§ **Direction**: Starting with the line containing "Can you find the coat" and going on through the last of the lines below, write out every line again with its request, multiplying each answer's point coordinates by 0.9 and rounding to whole numbers, halves up. Leave the pictures out.

§ **Material for the task**:
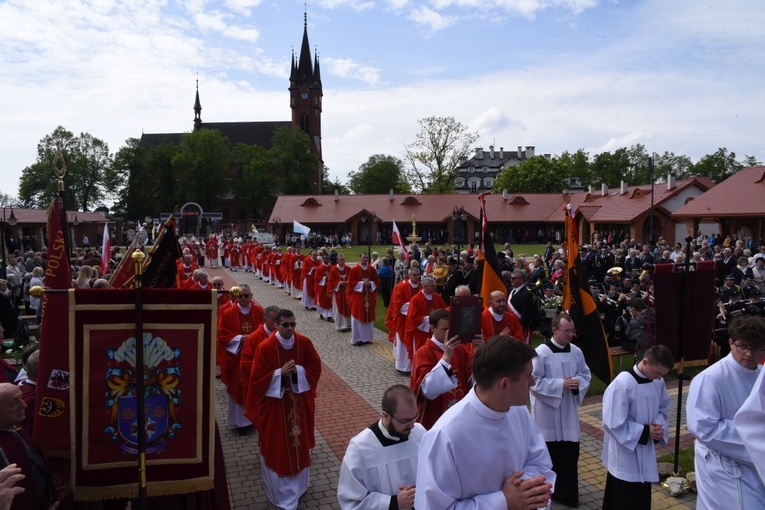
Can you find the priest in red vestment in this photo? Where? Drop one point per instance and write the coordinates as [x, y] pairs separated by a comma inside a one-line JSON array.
[[422, 304], [234, 325], [281, 404], [441, 371], [496, 320], [338, 282], [363, 283], [395, 321]]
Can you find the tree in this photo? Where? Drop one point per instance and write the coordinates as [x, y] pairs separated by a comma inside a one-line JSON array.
[[718, 166], [379, 175], [89, 174], [535, 175], [202, 164], [434, 158]]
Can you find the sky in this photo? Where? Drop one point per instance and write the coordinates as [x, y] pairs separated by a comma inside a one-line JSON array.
[[684, 76]]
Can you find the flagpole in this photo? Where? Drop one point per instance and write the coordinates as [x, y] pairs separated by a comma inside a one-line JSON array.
[[138, 257]]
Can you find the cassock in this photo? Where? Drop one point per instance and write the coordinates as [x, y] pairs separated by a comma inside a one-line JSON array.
[[323, 290], [714, 398], [749, 424], [234, 325], [464, 460], [363, 301], [375, 466], [417, 318], [439, 385], [247, 355], [493, 324], [555, 411], [630, 404], [395, 321], [341, 309], [283, 411]]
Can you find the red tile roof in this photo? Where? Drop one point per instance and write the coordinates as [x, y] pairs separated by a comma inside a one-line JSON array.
[[742, 194]]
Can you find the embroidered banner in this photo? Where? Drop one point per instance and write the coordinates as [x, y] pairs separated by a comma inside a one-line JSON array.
[[178, 339]]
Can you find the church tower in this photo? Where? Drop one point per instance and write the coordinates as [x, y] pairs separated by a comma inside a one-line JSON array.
[[305, 99]]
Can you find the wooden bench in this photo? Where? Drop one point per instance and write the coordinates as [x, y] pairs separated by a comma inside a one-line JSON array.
[[617, 351]]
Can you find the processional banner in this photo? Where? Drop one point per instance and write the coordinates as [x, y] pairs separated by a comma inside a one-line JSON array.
[[178, 332]]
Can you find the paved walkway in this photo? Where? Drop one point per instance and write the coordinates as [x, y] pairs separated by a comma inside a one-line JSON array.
[[352, 382]]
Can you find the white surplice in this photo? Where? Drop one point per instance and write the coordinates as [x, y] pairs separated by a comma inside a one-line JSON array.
[[376, 465], [471, 450], [725, 474]]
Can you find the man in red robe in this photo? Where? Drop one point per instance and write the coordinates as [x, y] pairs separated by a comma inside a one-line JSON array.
[[322, 289], [395, 321], [234, 325], [420, 307], [441, 371], [363, 283], [496, 320], [338, 282], [281, 404]]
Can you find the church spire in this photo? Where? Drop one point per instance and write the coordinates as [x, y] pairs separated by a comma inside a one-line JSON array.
[[197, 110]]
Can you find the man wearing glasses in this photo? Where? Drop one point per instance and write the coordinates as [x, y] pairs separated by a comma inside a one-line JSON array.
[[725, 472], [281, 404], [234, 324], [379, 470]]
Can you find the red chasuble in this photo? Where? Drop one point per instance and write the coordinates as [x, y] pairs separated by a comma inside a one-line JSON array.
[[231, 323], [285, 425]]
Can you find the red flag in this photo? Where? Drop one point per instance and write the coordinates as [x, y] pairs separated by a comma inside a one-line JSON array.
[[52, 420], [399, 240], [106, 250]]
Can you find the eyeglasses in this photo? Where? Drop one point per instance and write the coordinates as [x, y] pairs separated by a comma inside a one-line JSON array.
[[743, 349]]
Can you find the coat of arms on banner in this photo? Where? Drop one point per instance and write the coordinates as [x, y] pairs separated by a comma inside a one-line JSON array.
[[162, 378]]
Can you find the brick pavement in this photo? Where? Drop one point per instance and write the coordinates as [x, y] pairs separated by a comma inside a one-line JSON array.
[[348, 399]]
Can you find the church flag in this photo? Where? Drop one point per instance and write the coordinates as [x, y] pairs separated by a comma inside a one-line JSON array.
[[53, 409], [577, 300], [491, 279], [397, 239]]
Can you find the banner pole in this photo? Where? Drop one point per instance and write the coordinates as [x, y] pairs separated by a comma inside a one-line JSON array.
[[138, 257]]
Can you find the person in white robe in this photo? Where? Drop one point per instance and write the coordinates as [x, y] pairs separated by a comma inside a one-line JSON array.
[[635, 409], [486, 452], [562, 379], [379, 470], [749, 424], [726, 476]]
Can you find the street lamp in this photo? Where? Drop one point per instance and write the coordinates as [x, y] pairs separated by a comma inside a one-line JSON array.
[[458, 214], [12, 222], [369, 218]]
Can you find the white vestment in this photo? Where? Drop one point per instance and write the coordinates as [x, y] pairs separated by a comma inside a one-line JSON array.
[[556, 410], [471, 450], [725, 474], [749, 424], [375, 467], [628, 407]]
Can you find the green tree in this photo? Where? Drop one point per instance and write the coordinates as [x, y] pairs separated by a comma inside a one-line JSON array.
[[379, 175], [434, 157], [89, 176], [718, 166], [535, 175], [202, 164]]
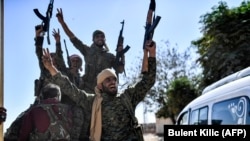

§ **Worked solution**:
Can you find the coat of arms on banner in this photo? Where? Drop one point per instance and write the coordinates as [x, y] pairs separated by a comma inside a one-line JSON array.
[[146, 340]]
Can you find the brick pavement in this photo? Where? Drop one point per instance and write the coordinates as [x, y] pairs separated by a comma inside a one-line JSON array.
[[313, 359]]
Can you find the church flag in this photo? Where? Drop one point per instance and write the coordinates as [x, y] pairs separated by a comma inside a one-line JSON array.
[[48, 368], [519, 270], [442, 251], [357, 215]]
Can you find the banner pole in this photo? Where? Drop one point per instance and write the coordinates as [x, y] pairs separated by a comma inside a one-line JSON array.
[[124, 231]]
Can you find the person in white robe in this photo? Where? Drop one point per instance and write the coordinates as [x, y] pairs separated by a comma inside a one-line JSON array.
[[572, 368], [437, 407], [506, 341], [341, 423], [674, 382], [653, 428]]
Can you find the street lamp in this photo? Where? Drop one point per instance and write the coordinates as [x, y] pairs separated by a comma inside a one-line JSON array.
[[412, 193], [11, 200], [332, 196]]
Can you find the white vestment in this photo? Where? Drop one point per instance and write the coordinates as [x, y] pairs separated by a comma inside a one-line JSON array.
[[500, 369], [424, 405], [653, 427], [674, 382], [338, 420], [565, 366]]
Can you find the green tree in this photo? Where? Drop one point per instance and write the coordinates as [x, y] pairs separated by a comma inside a one-line JSON array.
[[341, 158], [391, 141], [80, 158], [646, 149], [482, 158], [182, 148]]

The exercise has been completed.